Written exercise :: Pull out the stretch of the listing below from the line containing "Can you find the horizontal" through the line containing "pixel 275 241", both ends included, and repeat it word for word with nothing else.

[Point labeling dataset excerpts]
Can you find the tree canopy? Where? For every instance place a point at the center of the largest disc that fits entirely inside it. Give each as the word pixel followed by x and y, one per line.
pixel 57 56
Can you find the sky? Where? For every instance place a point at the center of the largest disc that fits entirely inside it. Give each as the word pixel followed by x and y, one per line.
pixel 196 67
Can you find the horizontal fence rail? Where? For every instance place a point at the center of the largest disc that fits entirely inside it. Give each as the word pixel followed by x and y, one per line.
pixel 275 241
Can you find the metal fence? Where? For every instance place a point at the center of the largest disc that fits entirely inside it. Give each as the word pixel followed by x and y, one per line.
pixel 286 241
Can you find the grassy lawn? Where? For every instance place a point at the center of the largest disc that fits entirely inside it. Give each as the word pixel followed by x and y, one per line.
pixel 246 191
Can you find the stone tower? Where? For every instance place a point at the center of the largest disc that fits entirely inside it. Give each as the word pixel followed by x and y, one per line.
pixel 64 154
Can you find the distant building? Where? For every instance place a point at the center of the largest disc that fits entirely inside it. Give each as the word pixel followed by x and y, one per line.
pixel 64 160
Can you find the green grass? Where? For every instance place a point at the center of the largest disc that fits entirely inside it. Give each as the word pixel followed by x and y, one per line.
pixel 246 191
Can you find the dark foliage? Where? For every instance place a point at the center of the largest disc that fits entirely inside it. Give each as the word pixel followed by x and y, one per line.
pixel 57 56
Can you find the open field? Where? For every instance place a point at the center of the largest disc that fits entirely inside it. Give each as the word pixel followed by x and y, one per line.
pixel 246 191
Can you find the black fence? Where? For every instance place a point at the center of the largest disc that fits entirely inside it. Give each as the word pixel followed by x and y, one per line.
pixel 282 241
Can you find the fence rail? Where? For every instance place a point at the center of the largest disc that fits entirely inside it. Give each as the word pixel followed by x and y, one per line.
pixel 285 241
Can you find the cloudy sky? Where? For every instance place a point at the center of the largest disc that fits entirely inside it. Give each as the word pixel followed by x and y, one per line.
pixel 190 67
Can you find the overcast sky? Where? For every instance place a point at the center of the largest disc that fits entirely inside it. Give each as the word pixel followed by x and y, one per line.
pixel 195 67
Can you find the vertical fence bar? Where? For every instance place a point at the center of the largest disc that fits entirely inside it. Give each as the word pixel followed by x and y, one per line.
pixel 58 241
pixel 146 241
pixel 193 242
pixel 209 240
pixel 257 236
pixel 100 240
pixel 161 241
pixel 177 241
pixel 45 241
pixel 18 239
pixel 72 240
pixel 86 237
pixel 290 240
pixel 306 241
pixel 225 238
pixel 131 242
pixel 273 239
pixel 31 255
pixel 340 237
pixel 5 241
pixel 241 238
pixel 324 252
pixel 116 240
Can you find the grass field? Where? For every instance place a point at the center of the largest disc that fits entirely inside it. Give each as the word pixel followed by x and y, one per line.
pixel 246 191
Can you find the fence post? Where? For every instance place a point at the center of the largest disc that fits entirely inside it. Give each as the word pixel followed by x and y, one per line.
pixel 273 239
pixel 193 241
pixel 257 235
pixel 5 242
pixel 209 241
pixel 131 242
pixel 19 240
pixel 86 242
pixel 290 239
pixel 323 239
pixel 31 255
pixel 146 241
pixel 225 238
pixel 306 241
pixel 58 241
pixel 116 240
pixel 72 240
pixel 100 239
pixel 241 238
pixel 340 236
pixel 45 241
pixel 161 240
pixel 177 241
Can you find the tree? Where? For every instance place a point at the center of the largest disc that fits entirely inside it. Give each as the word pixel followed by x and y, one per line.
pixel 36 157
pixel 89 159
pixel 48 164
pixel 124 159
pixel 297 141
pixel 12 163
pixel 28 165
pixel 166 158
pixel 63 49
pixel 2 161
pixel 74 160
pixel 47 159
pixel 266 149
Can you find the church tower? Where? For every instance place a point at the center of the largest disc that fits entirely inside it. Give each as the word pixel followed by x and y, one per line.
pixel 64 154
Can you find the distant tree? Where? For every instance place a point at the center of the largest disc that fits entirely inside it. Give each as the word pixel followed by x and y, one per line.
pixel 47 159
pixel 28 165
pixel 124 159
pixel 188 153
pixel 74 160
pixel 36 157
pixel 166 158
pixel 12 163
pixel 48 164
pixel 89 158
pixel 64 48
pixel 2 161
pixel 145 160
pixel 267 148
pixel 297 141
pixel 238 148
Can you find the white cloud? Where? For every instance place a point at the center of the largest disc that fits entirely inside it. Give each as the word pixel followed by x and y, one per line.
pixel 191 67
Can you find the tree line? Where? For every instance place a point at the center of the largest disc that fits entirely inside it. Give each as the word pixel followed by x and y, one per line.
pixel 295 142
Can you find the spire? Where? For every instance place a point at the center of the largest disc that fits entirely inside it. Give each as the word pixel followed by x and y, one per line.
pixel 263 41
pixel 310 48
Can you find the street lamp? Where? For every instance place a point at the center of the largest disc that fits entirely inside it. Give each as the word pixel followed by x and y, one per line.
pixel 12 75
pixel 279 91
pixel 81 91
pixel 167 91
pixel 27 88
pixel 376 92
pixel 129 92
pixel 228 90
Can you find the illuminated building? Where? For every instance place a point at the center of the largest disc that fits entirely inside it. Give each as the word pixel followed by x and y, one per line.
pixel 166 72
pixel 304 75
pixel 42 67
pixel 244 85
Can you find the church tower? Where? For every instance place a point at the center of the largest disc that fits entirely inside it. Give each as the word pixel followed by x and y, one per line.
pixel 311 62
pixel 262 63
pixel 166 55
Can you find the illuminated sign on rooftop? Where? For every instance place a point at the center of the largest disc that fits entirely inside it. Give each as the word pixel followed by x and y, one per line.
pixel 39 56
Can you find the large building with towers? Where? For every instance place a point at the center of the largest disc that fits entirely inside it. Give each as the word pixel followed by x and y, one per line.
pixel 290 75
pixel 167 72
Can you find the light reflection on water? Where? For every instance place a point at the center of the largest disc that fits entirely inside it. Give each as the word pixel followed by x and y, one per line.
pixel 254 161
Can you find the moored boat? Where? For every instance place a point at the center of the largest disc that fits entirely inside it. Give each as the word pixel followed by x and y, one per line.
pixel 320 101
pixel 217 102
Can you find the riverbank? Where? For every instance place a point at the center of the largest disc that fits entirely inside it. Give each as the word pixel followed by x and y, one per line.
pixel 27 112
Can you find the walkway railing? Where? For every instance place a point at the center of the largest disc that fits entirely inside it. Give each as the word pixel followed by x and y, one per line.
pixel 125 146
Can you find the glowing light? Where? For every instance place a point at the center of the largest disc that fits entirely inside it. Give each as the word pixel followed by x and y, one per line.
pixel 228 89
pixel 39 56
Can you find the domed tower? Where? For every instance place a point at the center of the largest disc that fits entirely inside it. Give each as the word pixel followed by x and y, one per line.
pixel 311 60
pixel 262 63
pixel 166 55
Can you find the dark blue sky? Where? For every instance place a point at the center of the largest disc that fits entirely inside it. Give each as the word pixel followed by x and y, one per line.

--

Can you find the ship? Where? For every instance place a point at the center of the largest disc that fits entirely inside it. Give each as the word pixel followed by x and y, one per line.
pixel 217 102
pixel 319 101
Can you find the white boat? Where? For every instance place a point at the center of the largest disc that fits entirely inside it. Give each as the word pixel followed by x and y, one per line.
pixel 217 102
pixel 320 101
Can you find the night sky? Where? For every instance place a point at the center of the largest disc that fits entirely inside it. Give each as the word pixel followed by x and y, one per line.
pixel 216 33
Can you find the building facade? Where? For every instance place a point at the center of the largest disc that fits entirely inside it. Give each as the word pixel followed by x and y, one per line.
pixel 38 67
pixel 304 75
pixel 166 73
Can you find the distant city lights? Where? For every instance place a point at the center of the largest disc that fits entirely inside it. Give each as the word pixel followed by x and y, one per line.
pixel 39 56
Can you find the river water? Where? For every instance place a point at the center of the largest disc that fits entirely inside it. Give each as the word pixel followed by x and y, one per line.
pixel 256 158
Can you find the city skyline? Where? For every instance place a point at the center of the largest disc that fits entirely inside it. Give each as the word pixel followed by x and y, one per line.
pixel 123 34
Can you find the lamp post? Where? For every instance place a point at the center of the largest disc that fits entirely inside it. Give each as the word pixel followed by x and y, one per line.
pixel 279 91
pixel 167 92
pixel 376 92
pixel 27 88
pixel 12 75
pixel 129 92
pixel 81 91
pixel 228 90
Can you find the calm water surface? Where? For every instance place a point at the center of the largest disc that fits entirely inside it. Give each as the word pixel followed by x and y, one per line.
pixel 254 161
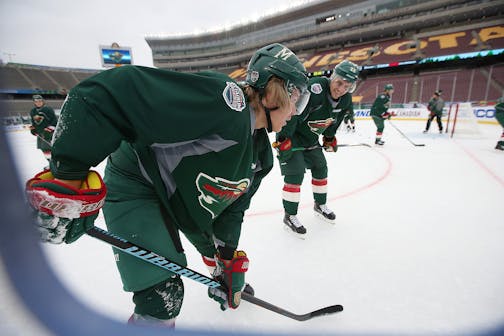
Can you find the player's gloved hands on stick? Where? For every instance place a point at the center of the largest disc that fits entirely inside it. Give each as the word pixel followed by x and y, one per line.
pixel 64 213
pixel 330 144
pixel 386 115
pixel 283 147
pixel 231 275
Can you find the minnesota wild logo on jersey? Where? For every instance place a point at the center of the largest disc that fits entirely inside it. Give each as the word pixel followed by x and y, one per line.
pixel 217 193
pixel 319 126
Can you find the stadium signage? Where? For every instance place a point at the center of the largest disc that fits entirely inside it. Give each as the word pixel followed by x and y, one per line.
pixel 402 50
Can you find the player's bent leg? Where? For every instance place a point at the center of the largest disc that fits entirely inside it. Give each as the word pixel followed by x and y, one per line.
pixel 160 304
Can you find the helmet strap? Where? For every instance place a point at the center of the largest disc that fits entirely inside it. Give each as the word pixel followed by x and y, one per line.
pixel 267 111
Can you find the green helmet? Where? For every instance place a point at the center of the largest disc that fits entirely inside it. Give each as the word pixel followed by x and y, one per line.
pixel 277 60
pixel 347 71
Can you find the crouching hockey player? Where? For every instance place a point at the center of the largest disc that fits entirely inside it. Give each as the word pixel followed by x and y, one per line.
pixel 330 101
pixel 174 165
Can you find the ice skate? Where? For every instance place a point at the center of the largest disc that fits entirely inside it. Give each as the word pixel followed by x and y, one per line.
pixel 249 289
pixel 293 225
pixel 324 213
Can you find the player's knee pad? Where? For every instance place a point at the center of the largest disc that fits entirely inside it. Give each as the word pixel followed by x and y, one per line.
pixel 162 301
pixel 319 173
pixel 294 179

Exercise output ::
Can you find the horizontal fence rail? Where? For every instance place a point at the center of the largest disc that fits entirely inside it. Give each as the word pixel followed by x and y, one per line.
pixel 275 241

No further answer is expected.